GIVEN REQUEST –
Please pick out and copy every line in the items below that contains the word "shaped". Matches must have the same capitalization.

=== EXTRACTED INFORMATION ===

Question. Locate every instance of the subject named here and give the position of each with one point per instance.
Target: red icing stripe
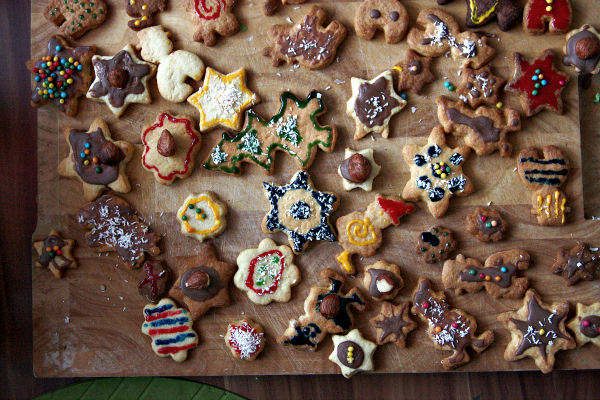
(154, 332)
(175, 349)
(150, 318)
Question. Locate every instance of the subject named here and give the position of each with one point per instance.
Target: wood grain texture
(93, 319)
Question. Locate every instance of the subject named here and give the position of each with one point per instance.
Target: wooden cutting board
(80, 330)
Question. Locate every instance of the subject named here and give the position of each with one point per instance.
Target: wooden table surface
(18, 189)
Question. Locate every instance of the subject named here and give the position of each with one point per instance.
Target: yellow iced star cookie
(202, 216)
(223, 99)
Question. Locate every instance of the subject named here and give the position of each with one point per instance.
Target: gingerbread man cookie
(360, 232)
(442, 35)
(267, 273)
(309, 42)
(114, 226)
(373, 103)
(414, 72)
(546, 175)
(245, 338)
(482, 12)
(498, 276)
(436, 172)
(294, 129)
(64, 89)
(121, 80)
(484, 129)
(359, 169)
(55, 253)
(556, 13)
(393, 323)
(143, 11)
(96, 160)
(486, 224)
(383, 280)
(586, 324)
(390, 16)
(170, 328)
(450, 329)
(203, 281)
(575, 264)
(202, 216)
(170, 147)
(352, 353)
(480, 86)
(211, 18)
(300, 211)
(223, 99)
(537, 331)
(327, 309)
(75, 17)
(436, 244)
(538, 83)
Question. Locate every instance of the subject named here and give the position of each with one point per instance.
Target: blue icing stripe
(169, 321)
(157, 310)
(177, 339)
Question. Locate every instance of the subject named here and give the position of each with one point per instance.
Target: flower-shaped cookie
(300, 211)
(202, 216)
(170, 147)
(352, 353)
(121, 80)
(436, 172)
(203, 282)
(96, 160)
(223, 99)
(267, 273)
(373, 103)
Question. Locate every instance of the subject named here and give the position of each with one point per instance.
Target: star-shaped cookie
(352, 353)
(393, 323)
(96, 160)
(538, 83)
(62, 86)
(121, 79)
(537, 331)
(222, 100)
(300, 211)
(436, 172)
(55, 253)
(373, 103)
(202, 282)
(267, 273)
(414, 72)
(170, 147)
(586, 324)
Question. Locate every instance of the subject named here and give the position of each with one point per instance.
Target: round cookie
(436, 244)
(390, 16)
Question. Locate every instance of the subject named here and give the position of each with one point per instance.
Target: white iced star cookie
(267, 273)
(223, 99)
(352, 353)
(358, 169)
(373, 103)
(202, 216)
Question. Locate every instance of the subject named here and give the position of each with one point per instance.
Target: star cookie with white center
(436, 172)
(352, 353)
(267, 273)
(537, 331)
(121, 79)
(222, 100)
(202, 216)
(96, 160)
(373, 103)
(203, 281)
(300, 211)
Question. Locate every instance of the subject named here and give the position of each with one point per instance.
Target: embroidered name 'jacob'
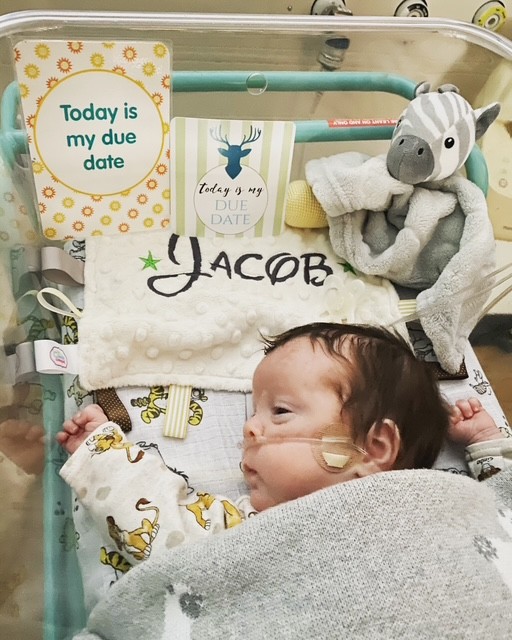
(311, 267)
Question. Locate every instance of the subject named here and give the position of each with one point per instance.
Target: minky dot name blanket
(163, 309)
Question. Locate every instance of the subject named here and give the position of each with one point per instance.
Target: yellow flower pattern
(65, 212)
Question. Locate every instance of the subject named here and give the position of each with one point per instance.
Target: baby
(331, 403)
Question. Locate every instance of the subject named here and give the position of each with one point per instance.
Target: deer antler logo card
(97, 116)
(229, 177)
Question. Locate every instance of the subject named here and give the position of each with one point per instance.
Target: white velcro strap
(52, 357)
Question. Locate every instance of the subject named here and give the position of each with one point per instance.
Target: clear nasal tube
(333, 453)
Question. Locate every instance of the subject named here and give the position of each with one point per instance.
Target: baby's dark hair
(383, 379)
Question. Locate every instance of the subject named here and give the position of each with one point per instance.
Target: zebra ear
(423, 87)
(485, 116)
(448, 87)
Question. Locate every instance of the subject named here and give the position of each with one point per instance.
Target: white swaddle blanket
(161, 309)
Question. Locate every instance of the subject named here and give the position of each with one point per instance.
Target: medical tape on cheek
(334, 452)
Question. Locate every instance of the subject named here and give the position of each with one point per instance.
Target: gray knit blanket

===

FINISHED ANSWER –
Target: flower-shaped cookie
Target: star-shaped cookie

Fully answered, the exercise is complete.